Selection:
- - -

Debugging lost messages?
Folks,
I've got another mailing list server installation (Mailman 2.1.5
and postfix 2.2-20040504), and I've just discovered that one of the lists has been broken for about a month and I'm having some problems figuring out how messages are being lost.
The postfix logs are clearly showing the messages being sent to
"post", but no evidence of them shows up anywhere in the Mailman logs. They're not in the post, error, or vette logs, and I can't figure out where else to be looking. I also can't figure out where I need to add some more debugging information to the log output.
I'm stumped. Can someone give me some advice here?
-- Brad Knowles, <brad@stop.mail-abuse.org>
"Those who would give up essential Liberty, to purchase a little temporary Safety, deserve neither Liberty nor Safety."
-- Benjamin Franklin (1706-1790), reply of the Pennsylvania
Assembly to the Governor, November 11, 1755
SAGE member since 1995. See <http://www.sage.org/> for more info.
Brad Knowles wrote:
I've got another mailing list server installation (Mailman 2.1.5 and postfix 2.2-20040504), and I've just discovered that one of the lists has been broken for about a month and I'm having some problems figuring out how messages are being lost.
The postfix logs are clearly showing the messages being sent to "post", but no evidence of them shows up anywhere in the Mailman logs. They're not in the post, error, or vette logs, and I can't figure out where else to be looking. I also can't figure out where I need to add some more debugging information to the log output.
I'm stumped. Can someone give me some advice here?
See FAQ article 3.14 (just kidding :-)
Is archiving on? Are there members with delivery not disabled? If these are digest members is digestable 'yes'? Likewise, if there are regular members is nondigestable 'yes'?

- - -

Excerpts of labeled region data

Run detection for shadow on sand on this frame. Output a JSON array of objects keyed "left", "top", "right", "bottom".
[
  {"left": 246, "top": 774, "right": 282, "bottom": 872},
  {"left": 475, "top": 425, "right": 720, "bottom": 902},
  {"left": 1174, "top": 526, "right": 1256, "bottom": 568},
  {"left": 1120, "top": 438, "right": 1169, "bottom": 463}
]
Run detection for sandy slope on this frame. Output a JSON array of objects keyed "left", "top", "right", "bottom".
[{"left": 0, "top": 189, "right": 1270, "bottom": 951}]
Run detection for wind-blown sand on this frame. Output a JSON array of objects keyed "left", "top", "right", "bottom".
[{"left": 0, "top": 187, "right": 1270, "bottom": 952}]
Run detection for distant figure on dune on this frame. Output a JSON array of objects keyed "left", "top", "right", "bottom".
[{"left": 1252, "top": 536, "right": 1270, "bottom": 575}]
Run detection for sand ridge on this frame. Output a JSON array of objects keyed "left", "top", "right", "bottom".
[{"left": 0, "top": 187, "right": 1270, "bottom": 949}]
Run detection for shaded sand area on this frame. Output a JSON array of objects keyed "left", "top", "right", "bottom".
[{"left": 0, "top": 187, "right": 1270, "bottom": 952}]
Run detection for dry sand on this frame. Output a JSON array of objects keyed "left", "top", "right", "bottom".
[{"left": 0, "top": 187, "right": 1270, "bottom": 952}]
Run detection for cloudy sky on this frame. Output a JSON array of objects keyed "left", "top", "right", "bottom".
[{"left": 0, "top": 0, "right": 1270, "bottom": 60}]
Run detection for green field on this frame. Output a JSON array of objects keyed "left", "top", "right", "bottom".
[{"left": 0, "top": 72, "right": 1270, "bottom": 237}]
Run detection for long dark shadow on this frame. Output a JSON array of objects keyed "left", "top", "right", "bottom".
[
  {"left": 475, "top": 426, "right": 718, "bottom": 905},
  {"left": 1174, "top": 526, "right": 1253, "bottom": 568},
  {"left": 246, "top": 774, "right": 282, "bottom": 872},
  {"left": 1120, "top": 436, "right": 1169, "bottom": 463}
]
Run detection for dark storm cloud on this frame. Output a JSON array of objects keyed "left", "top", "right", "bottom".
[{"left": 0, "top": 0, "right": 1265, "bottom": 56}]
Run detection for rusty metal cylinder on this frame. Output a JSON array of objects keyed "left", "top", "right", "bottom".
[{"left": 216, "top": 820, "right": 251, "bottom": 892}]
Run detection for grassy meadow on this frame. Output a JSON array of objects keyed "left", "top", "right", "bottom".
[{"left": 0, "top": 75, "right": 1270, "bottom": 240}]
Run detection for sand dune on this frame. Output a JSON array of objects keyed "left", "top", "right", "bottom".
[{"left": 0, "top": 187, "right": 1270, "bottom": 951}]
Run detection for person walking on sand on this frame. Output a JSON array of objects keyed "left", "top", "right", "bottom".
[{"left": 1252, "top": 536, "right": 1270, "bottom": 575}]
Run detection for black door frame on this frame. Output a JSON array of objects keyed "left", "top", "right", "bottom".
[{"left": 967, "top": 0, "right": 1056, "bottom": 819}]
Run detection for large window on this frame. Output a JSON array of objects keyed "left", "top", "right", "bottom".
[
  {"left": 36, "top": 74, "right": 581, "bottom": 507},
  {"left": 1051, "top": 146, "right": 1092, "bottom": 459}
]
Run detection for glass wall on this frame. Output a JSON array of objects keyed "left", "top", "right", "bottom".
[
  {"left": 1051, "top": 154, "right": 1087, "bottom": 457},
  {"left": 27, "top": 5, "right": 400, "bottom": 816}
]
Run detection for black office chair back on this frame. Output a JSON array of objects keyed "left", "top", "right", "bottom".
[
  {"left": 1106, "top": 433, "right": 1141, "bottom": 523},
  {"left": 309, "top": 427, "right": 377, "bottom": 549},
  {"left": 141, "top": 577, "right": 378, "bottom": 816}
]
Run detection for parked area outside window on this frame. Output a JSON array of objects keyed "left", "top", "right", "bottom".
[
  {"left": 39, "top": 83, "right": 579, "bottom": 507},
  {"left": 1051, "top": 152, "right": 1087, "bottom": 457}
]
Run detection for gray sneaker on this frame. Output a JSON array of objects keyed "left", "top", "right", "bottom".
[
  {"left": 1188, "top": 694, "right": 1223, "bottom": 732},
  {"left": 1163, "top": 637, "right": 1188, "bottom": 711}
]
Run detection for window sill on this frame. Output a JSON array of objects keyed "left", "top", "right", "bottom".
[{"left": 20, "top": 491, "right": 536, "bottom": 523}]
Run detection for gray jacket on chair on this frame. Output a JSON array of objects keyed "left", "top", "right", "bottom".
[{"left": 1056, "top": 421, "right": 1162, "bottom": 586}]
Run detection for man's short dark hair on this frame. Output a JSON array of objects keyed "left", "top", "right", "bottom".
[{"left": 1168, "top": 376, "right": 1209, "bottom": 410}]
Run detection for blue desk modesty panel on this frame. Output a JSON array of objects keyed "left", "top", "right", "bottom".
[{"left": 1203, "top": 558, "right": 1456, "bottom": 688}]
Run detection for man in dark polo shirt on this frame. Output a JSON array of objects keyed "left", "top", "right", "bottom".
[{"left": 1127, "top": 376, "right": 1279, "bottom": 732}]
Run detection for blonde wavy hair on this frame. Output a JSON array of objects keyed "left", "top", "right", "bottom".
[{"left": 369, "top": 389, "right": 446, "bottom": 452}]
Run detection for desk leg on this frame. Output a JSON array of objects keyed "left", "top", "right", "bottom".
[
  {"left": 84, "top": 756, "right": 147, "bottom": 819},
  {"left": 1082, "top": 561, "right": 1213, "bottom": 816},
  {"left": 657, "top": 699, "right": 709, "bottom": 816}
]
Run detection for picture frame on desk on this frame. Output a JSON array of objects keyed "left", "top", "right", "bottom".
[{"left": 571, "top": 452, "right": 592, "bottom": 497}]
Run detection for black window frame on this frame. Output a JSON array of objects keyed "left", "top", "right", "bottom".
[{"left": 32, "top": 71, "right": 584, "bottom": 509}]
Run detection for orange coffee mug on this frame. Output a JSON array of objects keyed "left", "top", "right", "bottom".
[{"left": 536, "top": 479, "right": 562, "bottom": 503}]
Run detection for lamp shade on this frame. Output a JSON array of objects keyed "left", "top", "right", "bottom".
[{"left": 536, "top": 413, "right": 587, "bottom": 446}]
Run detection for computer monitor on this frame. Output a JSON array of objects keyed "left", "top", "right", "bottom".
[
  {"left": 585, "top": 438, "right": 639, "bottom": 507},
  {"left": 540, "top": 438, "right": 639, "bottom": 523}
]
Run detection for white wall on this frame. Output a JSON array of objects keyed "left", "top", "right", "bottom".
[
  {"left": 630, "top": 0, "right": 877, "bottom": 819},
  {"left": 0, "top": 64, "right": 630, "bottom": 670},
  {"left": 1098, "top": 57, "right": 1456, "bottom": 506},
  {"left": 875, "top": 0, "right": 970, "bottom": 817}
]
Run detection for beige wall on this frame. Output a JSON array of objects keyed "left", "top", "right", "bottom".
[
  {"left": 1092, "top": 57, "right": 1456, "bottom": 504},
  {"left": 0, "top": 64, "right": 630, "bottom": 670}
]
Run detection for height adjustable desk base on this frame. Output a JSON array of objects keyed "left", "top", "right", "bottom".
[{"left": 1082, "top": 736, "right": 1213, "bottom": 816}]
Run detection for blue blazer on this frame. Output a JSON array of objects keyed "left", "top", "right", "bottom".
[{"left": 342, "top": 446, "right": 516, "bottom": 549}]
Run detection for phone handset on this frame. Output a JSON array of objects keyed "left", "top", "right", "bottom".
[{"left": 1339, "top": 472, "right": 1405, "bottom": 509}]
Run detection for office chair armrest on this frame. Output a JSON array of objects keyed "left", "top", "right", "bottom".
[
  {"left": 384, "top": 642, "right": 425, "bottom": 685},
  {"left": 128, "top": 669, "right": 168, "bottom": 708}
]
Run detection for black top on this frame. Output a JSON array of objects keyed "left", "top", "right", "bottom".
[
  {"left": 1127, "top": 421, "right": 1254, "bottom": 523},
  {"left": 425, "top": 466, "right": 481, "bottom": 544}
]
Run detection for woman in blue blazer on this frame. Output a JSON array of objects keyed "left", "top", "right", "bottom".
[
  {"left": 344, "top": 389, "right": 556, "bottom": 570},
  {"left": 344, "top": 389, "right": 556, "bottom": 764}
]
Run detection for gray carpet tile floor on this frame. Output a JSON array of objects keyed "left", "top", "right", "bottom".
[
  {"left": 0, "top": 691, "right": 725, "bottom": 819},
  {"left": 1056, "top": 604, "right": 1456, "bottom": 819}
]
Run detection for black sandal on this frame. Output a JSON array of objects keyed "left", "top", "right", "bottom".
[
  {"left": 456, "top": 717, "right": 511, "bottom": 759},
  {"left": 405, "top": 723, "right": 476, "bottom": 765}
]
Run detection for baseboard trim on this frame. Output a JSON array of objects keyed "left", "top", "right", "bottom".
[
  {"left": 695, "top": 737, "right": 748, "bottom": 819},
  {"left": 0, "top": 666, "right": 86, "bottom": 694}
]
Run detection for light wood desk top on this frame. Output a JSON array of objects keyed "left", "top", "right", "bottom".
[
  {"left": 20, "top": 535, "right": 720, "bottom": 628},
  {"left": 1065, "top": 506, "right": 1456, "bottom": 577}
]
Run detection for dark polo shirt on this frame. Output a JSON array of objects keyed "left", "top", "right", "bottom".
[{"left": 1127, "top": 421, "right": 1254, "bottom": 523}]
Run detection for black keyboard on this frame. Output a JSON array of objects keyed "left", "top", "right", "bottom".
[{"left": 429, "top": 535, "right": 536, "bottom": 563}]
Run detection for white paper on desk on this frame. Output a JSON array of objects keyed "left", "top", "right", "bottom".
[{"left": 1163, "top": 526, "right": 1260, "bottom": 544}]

- - -

Required tasks:
1. For each statement about the mailing list thread, answer yes or no and quote the words of the thread that decide it.
(a) The postfix logs show the messages being sent to "post".
(b) The messages appear in the Mailman error log.
(c) The list has been broken for about a week.
2. Write out the part of the thread that begins at the words "Is archiving on?" and stops after the words "is nondigestable 'yes'?".
Rely on the thread alone.

Response list:
1.
(a) Yes: "The postfix logs are clearly showing the messages being sent to "post""
(b) No: "They're not in the post, error, or vette logs"
(c) No: "one of the lists has been broken for about a month"

2.
Is archiving on? Are there members with delivery not disabled? If these are digest members is digestable 'yes'? Likewise, if there are regular members is nondigestable 'yes'?